§ **Task requirements**:
In the material below, repeat only the lines from the one that holds "Would you please tag the large" through the final line, exactly as they stand.
+++
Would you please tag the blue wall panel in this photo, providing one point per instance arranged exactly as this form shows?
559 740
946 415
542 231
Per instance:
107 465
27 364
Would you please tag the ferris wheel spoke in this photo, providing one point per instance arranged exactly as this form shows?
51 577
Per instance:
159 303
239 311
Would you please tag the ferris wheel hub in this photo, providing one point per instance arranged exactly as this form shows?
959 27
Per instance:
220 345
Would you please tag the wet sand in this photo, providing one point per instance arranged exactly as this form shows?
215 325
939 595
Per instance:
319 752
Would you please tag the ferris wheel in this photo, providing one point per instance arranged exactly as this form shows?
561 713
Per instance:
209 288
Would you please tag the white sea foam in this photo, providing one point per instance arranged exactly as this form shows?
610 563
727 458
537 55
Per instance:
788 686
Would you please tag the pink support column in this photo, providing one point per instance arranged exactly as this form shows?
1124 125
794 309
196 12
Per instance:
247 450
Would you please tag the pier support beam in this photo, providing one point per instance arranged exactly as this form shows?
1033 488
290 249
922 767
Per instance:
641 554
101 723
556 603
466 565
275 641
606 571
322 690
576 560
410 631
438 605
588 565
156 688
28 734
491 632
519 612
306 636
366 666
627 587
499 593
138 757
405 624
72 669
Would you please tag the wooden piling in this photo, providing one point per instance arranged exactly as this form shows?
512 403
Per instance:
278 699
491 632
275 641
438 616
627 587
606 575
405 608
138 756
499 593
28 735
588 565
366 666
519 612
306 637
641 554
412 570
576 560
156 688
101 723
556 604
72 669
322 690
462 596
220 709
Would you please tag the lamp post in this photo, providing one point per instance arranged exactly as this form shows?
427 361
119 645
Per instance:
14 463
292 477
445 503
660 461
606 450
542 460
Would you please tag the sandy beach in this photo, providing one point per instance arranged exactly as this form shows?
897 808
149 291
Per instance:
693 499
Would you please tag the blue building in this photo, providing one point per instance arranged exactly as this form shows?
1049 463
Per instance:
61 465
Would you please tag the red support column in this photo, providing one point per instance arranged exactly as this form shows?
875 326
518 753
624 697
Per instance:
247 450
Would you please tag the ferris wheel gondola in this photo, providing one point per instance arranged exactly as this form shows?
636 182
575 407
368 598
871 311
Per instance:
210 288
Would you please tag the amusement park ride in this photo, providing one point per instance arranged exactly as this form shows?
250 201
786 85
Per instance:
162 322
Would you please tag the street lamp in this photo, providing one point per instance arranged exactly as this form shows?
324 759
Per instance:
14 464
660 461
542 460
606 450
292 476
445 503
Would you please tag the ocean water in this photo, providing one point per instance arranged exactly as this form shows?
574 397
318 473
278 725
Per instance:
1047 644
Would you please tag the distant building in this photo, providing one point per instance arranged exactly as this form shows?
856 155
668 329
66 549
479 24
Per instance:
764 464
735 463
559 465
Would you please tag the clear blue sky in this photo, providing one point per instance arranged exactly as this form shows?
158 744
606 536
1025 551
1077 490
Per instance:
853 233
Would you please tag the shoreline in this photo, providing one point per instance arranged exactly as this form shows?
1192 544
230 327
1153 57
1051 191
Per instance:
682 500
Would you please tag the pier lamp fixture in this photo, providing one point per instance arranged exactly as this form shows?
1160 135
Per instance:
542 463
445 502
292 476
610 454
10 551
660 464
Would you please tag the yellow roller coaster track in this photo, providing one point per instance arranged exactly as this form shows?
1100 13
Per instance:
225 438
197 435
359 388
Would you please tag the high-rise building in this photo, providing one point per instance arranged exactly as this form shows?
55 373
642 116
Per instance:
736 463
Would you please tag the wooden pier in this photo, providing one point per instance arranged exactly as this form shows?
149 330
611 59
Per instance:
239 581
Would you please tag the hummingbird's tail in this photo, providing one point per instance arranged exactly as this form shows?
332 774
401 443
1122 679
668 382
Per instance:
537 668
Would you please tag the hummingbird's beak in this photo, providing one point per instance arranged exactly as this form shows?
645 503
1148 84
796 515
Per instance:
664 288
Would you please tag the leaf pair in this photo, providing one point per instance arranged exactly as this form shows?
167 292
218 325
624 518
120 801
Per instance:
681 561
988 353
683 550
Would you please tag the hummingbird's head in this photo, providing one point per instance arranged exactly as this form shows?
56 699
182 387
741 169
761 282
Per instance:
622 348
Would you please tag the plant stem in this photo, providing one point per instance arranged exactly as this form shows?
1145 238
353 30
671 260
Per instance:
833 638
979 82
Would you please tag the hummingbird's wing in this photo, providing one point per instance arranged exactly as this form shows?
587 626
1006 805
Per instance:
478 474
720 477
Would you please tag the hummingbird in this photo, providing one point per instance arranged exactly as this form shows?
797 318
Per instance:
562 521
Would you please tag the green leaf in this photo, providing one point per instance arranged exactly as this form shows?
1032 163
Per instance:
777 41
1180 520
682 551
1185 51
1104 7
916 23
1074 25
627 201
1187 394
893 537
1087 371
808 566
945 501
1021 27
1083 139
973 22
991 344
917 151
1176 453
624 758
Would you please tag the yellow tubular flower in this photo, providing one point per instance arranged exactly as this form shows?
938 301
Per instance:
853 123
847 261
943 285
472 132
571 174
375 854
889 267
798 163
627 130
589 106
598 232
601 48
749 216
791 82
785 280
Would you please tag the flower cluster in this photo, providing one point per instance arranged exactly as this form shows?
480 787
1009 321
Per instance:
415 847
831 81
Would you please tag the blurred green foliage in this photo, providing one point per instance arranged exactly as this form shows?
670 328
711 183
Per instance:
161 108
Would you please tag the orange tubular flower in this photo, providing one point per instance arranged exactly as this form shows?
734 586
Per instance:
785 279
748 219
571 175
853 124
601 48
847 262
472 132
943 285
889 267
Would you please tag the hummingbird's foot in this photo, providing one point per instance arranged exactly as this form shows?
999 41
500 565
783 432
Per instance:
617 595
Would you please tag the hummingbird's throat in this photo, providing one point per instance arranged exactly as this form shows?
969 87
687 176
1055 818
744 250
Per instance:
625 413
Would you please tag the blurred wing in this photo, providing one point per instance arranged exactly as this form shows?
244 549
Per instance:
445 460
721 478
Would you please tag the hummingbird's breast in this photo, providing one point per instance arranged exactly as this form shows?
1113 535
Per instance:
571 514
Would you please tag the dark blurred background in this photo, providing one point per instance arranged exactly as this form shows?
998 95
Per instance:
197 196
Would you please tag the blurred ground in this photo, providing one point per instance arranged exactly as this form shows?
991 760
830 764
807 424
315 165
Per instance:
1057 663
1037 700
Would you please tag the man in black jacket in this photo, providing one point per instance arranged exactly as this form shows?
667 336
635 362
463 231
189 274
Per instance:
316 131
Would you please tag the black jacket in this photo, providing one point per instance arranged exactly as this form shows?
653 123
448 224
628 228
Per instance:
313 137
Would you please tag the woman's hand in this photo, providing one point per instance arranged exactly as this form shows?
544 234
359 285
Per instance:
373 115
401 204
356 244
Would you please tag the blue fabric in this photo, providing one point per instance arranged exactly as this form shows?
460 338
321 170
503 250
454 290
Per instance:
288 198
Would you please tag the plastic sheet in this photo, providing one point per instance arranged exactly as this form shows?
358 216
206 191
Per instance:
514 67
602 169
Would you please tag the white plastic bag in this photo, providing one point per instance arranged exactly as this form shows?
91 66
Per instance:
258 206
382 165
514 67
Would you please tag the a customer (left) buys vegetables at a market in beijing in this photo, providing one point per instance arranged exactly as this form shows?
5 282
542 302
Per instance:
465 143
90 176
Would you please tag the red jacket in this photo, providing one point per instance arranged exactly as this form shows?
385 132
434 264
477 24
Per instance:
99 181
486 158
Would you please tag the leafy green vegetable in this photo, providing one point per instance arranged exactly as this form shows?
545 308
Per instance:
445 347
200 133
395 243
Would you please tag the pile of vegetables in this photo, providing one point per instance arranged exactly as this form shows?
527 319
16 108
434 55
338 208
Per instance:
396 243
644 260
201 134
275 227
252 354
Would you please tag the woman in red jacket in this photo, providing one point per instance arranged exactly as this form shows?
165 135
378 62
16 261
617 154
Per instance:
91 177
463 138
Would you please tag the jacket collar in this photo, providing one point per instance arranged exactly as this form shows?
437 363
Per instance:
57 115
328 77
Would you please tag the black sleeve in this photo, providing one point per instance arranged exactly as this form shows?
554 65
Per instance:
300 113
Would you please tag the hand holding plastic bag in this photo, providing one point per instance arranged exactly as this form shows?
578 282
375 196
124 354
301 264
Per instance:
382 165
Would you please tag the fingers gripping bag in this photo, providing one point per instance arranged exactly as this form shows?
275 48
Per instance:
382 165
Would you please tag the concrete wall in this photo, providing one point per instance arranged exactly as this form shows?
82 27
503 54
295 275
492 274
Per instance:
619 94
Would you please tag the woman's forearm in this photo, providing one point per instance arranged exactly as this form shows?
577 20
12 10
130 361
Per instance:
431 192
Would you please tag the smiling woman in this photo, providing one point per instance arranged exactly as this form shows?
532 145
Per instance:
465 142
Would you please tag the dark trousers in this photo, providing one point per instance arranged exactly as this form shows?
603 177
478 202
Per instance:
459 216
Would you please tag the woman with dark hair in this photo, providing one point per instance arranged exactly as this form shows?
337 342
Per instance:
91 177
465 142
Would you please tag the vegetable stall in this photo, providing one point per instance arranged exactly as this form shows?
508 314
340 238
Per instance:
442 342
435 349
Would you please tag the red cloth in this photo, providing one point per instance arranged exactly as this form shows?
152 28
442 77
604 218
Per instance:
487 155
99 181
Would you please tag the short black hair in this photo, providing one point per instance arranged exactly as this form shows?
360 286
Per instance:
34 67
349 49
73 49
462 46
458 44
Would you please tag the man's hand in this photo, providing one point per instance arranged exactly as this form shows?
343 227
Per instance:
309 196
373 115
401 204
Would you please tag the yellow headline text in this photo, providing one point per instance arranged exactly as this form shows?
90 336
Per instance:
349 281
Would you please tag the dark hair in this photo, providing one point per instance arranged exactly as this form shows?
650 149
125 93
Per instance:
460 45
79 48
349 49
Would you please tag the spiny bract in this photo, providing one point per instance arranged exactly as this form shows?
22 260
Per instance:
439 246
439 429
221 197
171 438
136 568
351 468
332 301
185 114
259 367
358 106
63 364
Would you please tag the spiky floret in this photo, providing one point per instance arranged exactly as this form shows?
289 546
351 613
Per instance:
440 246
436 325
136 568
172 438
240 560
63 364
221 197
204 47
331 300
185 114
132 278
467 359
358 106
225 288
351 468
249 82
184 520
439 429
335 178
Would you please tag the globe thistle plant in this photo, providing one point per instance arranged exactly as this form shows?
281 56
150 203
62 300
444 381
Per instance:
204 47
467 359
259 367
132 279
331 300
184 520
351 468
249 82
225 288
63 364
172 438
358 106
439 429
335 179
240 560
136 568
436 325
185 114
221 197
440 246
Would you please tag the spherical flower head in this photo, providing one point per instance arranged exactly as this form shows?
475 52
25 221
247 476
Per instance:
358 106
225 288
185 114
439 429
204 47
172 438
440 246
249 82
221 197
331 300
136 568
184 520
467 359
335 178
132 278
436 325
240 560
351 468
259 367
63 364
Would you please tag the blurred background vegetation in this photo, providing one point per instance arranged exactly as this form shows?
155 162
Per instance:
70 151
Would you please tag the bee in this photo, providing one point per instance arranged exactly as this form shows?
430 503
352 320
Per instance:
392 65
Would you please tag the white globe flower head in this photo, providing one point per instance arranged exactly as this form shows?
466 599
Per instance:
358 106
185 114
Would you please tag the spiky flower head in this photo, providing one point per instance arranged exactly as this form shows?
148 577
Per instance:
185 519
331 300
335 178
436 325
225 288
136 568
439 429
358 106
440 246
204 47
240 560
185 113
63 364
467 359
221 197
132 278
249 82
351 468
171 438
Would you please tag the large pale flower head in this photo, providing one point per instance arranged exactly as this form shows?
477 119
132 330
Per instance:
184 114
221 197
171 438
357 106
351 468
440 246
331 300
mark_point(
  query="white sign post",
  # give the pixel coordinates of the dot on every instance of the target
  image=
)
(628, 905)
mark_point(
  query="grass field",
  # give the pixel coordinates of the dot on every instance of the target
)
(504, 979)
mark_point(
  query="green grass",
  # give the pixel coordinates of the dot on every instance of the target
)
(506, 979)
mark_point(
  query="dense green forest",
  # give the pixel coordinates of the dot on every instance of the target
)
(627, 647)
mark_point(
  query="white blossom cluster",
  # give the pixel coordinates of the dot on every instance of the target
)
+++
§ **Worked answer**:
Would you please tag the large pale flower head in this photo, providing one point per instance arranged exactly as this form shows?
477 119
132 330
Per instance:
184 114
221 197
171 438
357 106
351 468
440 246
331 300
mark_point(
  query="white sign post",
  # give the pixel coordinates of the dot on every instance of the target
  image=
)
(628, 905)
mark_point(
  query="grass field",
  # give the pixel coordinates of the dot on every instance of the target
)
(504, 979)
mark_point(
  query="green grass",
  # give the pixel coordinates of the dot on every instance of the target
)
(506, 979)
mark_point(
  query="dense green forest",
  # give the pixel coordinates of the dot on every instance of the target
)
(627, 647)
mark_point(
  query="white blossom cluster",
  # give the pixel coordinates of the dot on every instance of the target
)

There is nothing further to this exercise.